(TASK OBJECTIVE)
Reproduce every line below, requests included, with each x and y vertex coordinate in the answer polygons moved by -88. Leave the pictures out.

══════

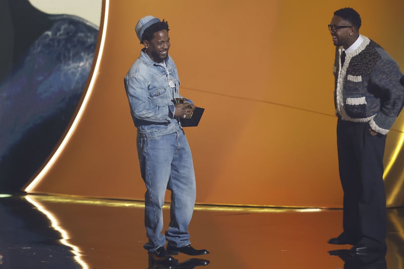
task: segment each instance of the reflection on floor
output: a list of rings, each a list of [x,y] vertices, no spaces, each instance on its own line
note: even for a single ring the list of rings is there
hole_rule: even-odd
[[[169,266],[149,260],[143,249],[141,202],[2,195],[0,269],[404,269],[404,208],[388,213],[385,257],[358,257],[335,251],[350,246],[326,243],[341,232],[340,210],[198,206],[192,245],[211,253],[180,254]],[[168,207],[165,214],[168,220]]]

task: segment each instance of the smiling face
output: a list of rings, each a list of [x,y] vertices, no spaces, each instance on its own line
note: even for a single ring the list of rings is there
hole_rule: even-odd
[[[156,32],[150,41],[144,40],[143,44],[146,47],[146,53],[156,63],[161,63],[168,56],[170,48],[170,37],[168,32],[162,30]]]
[[[346,49],[355,42],[359,35],[359,33],[355,31],[355,27],[352,26],[352,24],[340,17],[333,17],[330,24],[333,25],[335,28],[330,30],[330,32],[332,36],[334,44],[337,46],[342,46]],[[337,29],[338,26],[351,27]]]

══════

(ANSWER FOR THIS EXERCISE)
task: segment each instance of the reflection on floor
output: a list of rings, each a list of [x,y] vertices, no spaces, each instance on its own line
note: even for a single ring the list of rings is there
hole_rule: even-odd
[[[81,178],[61,172],[55,161],[53,114],[-86,107],[-88,181],[316,181],[316,120],[300,125],[297,169],[270,169],[247,163],[262,158],[238,155],[253,144],[252,122],[110,118],[104,157],[123,165],[92,166]],[[80,119],[77,126],[80,132]]]

task: segment each instance of the smiling face
output: a list of rings, each a list of [x,y] vertices, no spaces, each instance on its own line
note: even for a single ring the list of rings is there
hole_rule: even-odd
[[[68,-56],[62,-47],[56,-48],[55,-44],[58,-41],[58,-35],[68,-25],[73,-25],[80,-32],[82,-40],[82,-51],[80,-56],[74,-58]]]
[[[258,-39],[267,-46],[271,-53],[271,-55],[267,-57],[267,-61],[264,-62],[264,-64],[252,-71],[245,-71],[242,-64],[245,-63],[247,-60],[242,-58],[242,-56],[244,-52],[246,-44],[249,-42],[254,-42]],[[249,-59],[250,-62],[263,-61]]]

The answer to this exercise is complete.